::: Provided information

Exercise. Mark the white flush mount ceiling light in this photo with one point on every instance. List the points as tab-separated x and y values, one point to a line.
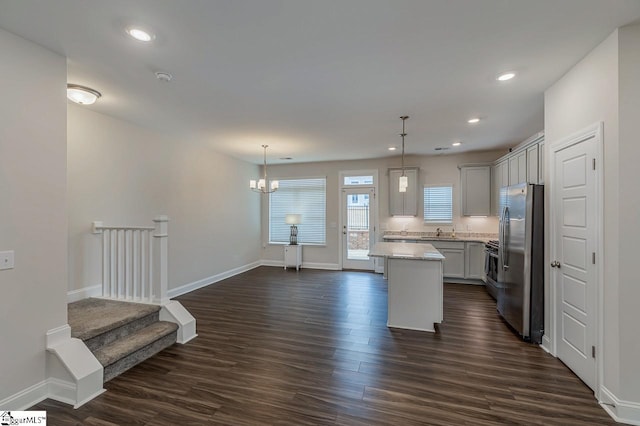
165	77
506	76
262	185
81	94
140	34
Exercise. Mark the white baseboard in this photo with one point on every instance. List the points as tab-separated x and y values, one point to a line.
84	293
62	391
186	288
305	265
546	344
52	388
325	266
621	411
26	398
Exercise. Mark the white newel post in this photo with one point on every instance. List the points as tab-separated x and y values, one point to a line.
162	234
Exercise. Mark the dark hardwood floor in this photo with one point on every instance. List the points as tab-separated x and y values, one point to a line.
312	347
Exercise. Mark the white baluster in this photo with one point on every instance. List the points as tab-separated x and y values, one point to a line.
162	233
136	265
113	263
120	293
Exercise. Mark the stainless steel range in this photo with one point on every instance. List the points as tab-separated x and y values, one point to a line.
491	250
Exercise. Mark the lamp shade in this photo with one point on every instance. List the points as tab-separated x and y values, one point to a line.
293	219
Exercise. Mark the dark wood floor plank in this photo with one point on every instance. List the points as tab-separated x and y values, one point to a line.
312	347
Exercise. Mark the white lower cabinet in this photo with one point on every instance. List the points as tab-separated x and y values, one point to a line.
463	259
453	265
293	256
453	251
474	261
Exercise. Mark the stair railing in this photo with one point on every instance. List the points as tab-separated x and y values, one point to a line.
135	261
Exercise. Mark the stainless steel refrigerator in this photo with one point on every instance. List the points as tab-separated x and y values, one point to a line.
520	296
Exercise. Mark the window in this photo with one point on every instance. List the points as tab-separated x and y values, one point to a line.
306	197
358	180
438	204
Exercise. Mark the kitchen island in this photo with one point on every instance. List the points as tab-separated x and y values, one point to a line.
414	274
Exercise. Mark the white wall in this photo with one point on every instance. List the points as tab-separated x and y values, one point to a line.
605	86
587	94
33	217
433	169
123	174
628	211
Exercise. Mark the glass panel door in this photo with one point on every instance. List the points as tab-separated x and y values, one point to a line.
357	229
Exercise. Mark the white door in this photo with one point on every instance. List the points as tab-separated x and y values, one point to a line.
358	230
573	249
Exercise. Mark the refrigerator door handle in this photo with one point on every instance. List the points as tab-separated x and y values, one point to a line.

::::::

A verbatim copy of the entries, stripped of pictures, should be produced.

◆ Task output ◆
Exercise. Mark the white flush mount ceiling light in this photo with one point on every instance. List the points as tab-separated x and y values, one point to a line.
165	77
506	76
262	185
81	94
140	34
Exercise. Mark the white baseboard in this photo with one point on every instance. List the points as tab-separated x and y values, one point to a line.
84	293
62	391
186	288
305	265
546	344
52	388
325	266
621	411
26	398
Exercise. Mark the white newel post in this photo with one point on every instance. List the points as tab-separated x and y values, one point to a line.
162	234
Exercise. Mark the dark hardwood floor in this photo with one point on every instance. List the points as tab-separated x and y values, one point to a line.
312	347
Exercise. Mark the white baluster in this photo with one point on every instance. List the points as tab-separated x and y values, one point to a line.
162	233
136	265
113	263
120	293
Exercise. Mark the stainless steel range in this photo with one point on every instance. List the points as tab-separated x and y values, one point to a line.
491	250
Exercise. Mark the lamp shade in this photo with one point on every instance. List the points as tab-separated x and y values, one point to a line.
293	219
Exercise. Mark the dark wood floor plank in this photo with one point on every instance. List the points as tab-separated x and y values, one point to a line.
312	347
Exercise. Mark the white lower cabinet in this photo with one point on every instance. List the points as tab-separated x and y values, one point to a line.
463	259
453	265
293	256
453	251
474	261
Exercise. Mark the stair railing in this photo with one point on every instance. List the points as tab-separated x and y values, one point to a line.
135	261
Exercise. Mark the stainless steel refrigerator in this photo with one point on every instance. List the points as tab-separated x and y values, one point to a line.
520	296
Exercise. Mark the window in this photo with one point on every instance. List the points as tab-separated x and y values, one point to a line.
306	197
358	180
438	204
Exercise. Mark the kitchen island in this photo with one point on every instance. List the points as tab-separated x and y values, one point to a line.
414	274
Exercise. Mark the white wall in this photo with one point on every instance. List the points as tab-separated x and y values, one point to a line.
605	86
587	94
33	217
433	169
123	174
628	211
Exercise. Mark the glass panel door in this photo with one point on every instance. List the points as tab-separated x and y values, one point to a line.
357	229
Exercise. Mark the white door in this photo with one point on every instance. List the points as tab-separated x and y values, one point to a line.
358	230
573	249
Exercise. Mark the refrigerator door handle in this photo with one point on every instance. List the points as tab-separated x and y values, one point to a line.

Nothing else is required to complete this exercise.